The foregoing descriptions of the Merger Agreement do not purport to be complete and are qualified in their entirety by reference to the Merger Agreement, a copy of which was filed as Exhibit 2.1 to Stryker’s Current Report on Form 8-K with the U.S. Securities and Exchange Commission (the “SEC”) on September 27, 2013, and which is incorporated herein by reference.
The Merger Agreement has been incorporated by reference to provide investors with information regarding its terms. It is not intended to provide any other factual information with respect to Stryker, Merger Sub or MAKO. There are representations and warranties contained in the Merger Agreement which were made by the parties to each other as of specific dates. The assertions embodied in these representations and warranties were made solely for purposes of the Merger Agreement and may be subject to important qualifications and limitations agreed to by the parties in connection with negotiating its terms. Moreover, certain representations and warranties may not be accurate or complete as of any specified date because they are subject to a contractual standard of materiality that is different from certain standards generally applicable to stockholders or were used for the purpose of allocating risk between the parties rather than establishing matters as facts. Based upon the foregoing, the representations and warranties should not be relied on as statements of factual information. In addition, information concerning the subject matter of the representations and warranties may change after the date of the Merger Agreement, which subsequent information may or may not be reflected in Stryker's public disclosures. Investors should read the Merger Agreement together with the other information concerning Stryker and MAKO that each company publicly files in reports and statements with the SEC.

[Lines of data]
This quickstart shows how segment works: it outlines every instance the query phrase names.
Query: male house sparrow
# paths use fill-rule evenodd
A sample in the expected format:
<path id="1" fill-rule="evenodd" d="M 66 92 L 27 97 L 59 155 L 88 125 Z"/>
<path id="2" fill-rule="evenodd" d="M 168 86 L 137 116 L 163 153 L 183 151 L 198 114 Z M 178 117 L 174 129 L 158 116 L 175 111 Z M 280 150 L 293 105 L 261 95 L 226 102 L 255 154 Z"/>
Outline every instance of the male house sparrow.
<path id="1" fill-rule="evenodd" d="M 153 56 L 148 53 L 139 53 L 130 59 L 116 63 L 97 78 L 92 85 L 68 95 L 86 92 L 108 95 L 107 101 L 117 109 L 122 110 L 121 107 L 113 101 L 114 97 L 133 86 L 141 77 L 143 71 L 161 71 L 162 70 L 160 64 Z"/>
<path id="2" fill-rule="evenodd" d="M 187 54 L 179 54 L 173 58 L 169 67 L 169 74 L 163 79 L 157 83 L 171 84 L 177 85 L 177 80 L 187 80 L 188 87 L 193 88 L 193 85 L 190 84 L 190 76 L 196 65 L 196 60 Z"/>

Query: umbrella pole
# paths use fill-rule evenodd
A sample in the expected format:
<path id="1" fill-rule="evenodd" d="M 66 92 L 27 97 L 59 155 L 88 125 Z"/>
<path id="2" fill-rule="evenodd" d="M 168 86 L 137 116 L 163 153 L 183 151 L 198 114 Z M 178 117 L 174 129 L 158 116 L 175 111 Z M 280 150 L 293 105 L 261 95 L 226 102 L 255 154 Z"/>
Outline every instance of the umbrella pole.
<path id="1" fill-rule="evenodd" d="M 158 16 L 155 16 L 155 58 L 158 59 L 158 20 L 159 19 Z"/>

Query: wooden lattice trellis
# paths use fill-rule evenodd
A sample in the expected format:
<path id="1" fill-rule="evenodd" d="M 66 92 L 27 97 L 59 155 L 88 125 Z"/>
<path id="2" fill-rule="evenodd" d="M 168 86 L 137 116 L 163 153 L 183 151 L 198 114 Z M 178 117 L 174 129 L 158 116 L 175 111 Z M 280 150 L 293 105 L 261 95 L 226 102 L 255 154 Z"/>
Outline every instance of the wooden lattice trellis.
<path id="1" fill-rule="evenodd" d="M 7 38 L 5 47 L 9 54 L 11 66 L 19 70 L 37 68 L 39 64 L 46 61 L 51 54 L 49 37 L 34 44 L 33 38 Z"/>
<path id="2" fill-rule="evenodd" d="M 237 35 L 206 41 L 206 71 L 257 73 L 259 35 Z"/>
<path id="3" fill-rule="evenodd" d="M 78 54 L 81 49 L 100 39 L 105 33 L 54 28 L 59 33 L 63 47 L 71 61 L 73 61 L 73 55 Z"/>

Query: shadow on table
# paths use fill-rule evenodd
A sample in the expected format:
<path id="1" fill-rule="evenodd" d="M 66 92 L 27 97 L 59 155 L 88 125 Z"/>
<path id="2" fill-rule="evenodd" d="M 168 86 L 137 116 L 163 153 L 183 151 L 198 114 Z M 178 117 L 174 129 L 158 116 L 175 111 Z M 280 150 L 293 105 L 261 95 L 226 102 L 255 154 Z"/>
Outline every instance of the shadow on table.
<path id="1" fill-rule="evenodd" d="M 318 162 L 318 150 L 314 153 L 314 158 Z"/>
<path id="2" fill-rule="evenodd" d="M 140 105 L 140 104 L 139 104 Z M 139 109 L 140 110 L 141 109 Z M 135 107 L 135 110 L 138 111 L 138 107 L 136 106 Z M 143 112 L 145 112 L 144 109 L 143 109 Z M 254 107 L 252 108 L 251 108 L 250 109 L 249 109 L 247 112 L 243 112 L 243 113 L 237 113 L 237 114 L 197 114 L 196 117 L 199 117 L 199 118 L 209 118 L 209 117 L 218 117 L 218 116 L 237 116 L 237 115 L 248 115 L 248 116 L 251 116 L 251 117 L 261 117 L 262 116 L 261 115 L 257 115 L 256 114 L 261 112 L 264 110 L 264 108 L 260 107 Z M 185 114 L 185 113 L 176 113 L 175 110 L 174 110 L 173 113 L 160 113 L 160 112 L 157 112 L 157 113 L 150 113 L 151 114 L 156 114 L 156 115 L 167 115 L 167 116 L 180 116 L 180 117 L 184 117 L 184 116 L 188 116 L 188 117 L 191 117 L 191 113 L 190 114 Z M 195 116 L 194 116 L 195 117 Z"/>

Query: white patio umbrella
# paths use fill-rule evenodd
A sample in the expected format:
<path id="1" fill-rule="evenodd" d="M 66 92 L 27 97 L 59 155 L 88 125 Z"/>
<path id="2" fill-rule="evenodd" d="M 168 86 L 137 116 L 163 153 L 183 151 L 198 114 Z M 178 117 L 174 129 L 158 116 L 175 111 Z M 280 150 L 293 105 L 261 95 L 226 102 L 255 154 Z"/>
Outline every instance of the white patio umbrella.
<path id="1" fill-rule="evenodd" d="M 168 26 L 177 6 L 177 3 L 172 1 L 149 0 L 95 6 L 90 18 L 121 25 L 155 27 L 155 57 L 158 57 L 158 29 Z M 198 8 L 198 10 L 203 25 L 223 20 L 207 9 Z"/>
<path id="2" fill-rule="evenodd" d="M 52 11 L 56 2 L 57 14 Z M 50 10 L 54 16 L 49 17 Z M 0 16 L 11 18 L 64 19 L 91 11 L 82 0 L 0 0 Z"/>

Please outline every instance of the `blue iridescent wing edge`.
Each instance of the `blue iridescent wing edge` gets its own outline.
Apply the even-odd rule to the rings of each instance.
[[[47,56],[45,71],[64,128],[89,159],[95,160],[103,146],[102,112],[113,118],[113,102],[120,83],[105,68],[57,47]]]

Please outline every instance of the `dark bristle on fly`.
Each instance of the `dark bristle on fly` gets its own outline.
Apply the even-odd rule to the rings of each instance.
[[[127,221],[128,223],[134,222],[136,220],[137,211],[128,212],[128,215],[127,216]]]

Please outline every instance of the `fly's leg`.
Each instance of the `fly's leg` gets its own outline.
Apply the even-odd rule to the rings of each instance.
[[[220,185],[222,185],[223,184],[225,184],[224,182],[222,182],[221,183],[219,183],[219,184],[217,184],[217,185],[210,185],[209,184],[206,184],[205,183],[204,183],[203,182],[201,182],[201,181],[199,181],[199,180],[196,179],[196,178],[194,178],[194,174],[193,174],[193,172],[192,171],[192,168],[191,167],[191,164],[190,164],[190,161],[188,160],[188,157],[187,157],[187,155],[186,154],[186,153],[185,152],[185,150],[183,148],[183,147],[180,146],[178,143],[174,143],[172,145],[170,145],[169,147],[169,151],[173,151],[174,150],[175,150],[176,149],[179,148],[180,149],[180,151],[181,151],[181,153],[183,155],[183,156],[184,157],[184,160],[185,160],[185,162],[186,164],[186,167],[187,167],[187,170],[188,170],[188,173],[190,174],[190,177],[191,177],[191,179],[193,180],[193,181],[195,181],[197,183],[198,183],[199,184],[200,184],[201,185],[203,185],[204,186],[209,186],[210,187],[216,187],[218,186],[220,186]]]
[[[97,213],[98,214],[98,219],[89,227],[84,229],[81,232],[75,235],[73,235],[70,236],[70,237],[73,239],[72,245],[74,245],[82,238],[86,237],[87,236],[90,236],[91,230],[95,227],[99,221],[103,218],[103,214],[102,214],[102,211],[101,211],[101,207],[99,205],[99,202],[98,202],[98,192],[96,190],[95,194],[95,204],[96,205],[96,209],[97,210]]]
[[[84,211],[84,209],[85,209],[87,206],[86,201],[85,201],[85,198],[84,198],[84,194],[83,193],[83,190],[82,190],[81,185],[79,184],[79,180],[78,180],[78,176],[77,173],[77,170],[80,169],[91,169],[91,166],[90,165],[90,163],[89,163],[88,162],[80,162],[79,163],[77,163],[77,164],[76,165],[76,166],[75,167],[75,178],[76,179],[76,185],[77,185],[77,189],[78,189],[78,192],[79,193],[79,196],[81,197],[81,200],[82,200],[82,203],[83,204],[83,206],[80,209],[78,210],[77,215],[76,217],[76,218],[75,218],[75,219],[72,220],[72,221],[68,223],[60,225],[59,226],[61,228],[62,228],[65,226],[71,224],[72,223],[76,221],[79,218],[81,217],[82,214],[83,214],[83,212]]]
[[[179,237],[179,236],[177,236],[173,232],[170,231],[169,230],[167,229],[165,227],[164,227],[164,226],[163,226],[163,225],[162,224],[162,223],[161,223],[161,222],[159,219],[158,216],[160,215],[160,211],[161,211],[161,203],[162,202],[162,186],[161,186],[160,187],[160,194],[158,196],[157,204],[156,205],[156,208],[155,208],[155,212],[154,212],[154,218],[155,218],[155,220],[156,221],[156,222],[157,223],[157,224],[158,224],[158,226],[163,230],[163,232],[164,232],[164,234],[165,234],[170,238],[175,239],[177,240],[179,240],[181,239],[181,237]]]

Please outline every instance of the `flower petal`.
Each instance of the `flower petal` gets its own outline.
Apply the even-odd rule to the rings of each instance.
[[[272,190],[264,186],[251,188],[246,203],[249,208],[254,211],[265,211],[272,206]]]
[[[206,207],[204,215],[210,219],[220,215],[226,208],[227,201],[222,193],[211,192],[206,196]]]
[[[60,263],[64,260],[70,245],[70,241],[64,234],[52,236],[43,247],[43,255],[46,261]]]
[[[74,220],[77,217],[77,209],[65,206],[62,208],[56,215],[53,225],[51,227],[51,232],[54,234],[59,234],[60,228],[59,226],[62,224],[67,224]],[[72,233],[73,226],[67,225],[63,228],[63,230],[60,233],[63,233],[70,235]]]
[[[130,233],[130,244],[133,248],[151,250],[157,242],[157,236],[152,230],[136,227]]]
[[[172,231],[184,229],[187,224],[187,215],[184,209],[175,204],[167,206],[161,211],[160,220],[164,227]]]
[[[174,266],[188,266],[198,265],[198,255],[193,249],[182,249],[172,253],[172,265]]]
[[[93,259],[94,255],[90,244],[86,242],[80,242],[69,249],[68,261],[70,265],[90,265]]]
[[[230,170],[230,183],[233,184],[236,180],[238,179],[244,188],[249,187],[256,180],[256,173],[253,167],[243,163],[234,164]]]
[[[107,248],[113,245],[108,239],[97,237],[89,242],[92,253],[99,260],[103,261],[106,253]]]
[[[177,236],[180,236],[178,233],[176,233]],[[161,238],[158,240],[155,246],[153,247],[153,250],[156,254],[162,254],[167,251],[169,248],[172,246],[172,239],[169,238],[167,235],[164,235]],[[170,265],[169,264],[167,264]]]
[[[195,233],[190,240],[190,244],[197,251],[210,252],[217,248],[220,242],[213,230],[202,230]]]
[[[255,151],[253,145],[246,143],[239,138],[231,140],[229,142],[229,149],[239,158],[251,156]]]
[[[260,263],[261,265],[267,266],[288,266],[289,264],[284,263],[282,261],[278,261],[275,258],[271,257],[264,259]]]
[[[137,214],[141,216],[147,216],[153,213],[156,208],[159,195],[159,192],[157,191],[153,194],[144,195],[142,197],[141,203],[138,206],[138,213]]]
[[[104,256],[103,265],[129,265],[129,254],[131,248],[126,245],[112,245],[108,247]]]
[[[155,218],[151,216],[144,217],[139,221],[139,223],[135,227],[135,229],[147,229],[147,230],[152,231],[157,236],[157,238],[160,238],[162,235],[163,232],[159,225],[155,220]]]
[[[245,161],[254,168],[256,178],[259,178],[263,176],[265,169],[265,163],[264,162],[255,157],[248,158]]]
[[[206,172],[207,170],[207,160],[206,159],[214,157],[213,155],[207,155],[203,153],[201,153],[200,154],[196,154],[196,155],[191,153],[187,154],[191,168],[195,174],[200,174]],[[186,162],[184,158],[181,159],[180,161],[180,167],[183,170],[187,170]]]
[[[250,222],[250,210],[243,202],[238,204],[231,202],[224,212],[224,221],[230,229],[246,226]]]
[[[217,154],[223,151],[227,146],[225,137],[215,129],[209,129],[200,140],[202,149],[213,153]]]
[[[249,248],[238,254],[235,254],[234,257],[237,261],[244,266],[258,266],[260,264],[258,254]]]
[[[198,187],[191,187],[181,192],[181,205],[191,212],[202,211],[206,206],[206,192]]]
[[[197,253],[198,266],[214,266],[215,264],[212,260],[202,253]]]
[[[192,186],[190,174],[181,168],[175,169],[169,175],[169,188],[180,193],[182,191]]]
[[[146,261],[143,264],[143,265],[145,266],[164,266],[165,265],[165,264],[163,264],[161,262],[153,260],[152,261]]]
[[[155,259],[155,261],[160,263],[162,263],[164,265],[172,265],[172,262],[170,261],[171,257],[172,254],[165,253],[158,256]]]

**THE REQUEST**:
Can you output the full Merger Agreement passage word for word? This data was taken from a different source.

**COMPLETE OUTPUT**:
The foregoing descriptions of the Merger Agreement do not purport to be complete and are qualified in their entirety by reference to the Merger Agreement, a copy of which was filed as Exhibit 2.1 to Stryker’s Current Report on Form 8-K with the U.S. Securities and Exchange Commission (the “SEC”) on September 27, 2013, and which is incorporated herein by reference.
The Merger Agreement has been incorporated by reference to provide investors with information regarding its terms. It is not intended to provide any other factual information with respect to Stryker, Merger Sub or MAKO. There are representations and warranties contained in the Merger Agreement which were made by the parties to each other as of specific dates. The assertions embodied in these representations and warranties were made solely for purposes of the Merger Agreement and may be subject to important qualifications and limitations agreed to by the parties in connection with negotiating its terms. Moreover, certain representations and warranties may not be accurate or complete as of any specified date because they are subject to a contractual standard of materiality that is different from certain standards generally applicable to stockholders or were used for the purpose of allocating risk between the parties rather than establishing matters as facts. Based upon the foregoing, the representations and warranties should not be relied on as statements of factual information. In addition, information concerning the subject matter of the representations and warranties may change after the date of the Merger Agreement, which subsequent information may or may not be reflected in Stryker's public disclosures. Investors should read the Merger Agreement together with the other information concerning Stryker and MAKO that each company publicly files in reports and statements with the SEC.